» **Teks Kutipan**:
“Marandang”, Sahaja Sosok Ahli Bahasa Mandar

Saat pertama kali bertemu dan melihat beliau, entah kenapa mata sayu yang dihiasi keriput tanda umur mulai uzur itu membuatku terkesima. Beliau menyapa saya. Suara halus tertutur dari ucapannya yang renta menjabat tanganku. Bahagia bisa menggenggam tangan seorang ilmuwan Mandar. 

Siapa yang tidak mengenal bapak Abdul Muthalib. Beliau termasuk intelektual Mandar yang cukup disegani, selain memang sudah senior. Saya belum lahir, beliau sudah meliharkan puluhan karya. Hampir seratus karya yang beliau lahirkan terpajang di perpustakaan luar negeri, khususnya di Kyoto Jepang. Sebut buku cerita rakyat Sulawesi Selatan, Ditirakkaqna Alang, Sastra Lisan Toloq Mandar, Transliterasi dan Terjemahan Peppasang dan Kalindaqdaq, Struktur Satra Lisan Mandar, Kedudukan dan Fungsi Bahasa Mandar, Tata Bahasa Mandar, dan Sistem Perulangan Bahasa Mandar.  Masih banyak karya-karya beliau yang tak sempat saya sebutkan. Beliau patut digelari dan masuk klasifikasi seorang pakar bahasa, khususnya Bahasa Mandar.

» **Langkah Pengerjaan**:
**A)** Menurut teks tentang ahli bahasa Mandar, di kota mana karya-karya Abdul Muthalib terpajang di perpustakaan luar negeri?
**B)** Tulis ulang tanpa perubahan bagian teks tentang ahli bahasa Mandar, mulai dari "Saat pertama kali" hingga "seorang ilmuwan Mandar.".
Baris-baris data berikut tidak berkaitan dengan teks tentang ahli bahasa Mandar.

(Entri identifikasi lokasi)
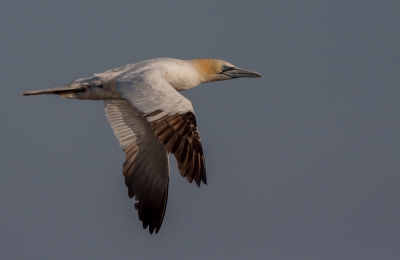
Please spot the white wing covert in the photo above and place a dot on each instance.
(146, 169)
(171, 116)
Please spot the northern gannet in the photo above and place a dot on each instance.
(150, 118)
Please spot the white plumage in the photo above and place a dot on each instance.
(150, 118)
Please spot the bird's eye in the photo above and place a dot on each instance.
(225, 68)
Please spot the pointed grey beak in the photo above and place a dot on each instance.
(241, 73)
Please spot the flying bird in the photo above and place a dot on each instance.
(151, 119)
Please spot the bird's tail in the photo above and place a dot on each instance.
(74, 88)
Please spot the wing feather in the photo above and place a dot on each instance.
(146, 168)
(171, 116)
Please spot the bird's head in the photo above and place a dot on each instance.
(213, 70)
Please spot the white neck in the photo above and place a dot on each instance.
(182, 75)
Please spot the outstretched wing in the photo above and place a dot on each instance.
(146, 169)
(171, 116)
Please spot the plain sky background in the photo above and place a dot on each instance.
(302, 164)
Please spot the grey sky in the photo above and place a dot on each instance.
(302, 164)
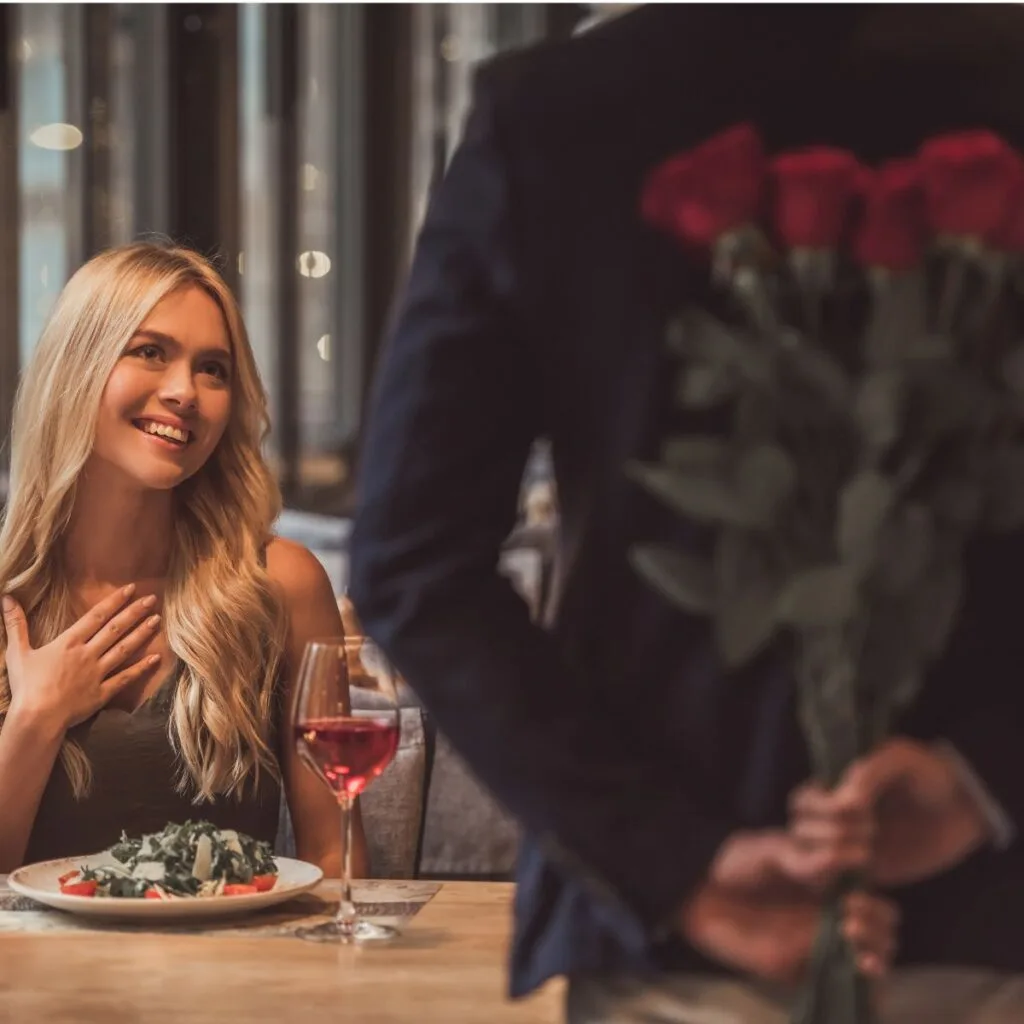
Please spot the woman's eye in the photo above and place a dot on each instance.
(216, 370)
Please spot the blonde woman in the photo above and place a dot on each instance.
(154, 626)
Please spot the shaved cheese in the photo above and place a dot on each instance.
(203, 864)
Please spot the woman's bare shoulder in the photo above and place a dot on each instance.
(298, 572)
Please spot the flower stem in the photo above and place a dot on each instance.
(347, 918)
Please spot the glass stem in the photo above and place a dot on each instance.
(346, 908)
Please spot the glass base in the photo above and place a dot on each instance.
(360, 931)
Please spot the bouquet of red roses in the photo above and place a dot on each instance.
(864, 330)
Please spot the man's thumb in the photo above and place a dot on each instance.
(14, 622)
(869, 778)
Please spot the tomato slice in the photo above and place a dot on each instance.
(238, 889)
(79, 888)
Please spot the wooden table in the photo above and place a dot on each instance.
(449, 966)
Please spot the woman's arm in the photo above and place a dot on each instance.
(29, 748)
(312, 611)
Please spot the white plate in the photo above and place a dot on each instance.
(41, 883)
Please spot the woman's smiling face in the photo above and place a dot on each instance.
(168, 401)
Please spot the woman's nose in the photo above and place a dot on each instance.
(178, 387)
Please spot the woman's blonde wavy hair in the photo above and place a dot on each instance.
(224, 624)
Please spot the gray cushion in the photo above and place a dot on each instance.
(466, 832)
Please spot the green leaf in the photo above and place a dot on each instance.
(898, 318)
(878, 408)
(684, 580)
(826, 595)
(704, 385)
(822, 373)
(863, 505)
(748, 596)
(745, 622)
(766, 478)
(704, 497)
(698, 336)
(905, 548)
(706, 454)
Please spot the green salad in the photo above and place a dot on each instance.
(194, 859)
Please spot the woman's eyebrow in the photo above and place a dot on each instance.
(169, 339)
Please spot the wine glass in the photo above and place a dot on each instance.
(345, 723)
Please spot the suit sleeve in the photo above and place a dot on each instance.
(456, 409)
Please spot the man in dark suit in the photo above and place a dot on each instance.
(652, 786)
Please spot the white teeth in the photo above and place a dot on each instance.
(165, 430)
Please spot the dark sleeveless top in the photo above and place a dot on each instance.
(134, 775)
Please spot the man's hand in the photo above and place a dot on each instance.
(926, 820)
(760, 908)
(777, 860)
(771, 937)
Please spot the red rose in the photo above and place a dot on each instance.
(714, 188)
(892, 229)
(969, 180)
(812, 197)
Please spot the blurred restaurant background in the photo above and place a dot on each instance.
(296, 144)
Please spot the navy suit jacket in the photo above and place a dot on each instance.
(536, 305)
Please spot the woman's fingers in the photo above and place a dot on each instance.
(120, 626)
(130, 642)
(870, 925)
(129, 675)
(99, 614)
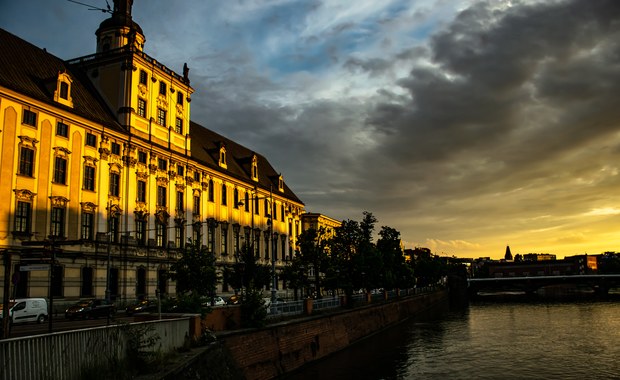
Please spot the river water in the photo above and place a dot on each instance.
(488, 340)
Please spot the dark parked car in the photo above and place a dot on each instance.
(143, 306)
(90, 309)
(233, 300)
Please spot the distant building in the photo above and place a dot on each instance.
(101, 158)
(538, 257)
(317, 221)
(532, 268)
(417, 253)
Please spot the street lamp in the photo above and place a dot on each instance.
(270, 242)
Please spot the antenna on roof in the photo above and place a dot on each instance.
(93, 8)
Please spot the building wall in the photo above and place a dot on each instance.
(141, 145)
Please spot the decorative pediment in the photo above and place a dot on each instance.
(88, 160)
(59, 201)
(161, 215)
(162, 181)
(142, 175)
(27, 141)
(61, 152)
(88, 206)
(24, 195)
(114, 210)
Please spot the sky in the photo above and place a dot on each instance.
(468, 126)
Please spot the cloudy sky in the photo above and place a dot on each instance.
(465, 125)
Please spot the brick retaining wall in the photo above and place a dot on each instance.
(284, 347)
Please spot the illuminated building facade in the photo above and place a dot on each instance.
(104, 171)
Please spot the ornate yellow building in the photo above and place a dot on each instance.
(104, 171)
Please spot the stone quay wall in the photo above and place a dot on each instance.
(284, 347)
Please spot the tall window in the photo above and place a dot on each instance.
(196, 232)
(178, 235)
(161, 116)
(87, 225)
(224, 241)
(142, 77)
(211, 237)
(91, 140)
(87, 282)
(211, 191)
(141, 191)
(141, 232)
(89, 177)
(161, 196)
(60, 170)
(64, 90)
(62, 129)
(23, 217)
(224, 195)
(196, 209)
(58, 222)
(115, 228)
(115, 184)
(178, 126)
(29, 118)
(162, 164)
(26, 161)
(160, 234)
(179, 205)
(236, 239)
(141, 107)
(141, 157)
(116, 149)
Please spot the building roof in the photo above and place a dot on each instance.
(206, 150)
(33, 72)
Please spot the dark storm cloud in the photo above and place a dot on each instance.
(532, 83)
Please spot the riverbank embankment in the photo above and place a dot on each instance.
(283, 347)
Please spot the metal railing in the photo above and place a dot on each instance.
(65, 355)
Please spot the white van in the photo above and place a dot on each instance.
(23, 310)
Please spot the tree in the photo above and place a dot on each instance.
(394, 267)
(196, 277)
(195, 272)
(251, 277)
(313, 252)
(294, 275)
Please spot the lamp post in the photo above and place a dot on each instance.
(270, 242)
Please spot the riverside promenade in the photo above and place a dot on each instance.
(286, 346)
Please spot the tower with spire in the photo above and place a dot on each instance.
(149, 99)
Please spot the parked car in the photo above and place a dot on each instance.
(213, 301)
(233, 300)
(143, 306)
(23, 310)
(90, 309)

» **Jawaban Tiap Tugas**:
**A)** Di Kyoto, Jepang.

**B)**
Saat pertama kali bertemu dan melihat beliau, entah kenapa mata sayu yang dihiasi keriput tanda umur mulai uzur itu membuatku terkesima. Beliau menyapa saya. Suara halus tertutur dari ucapannya yang renta menjabat tanganku. Bahagia bisa menggenggam tangan seorang ilmuwan Mandar.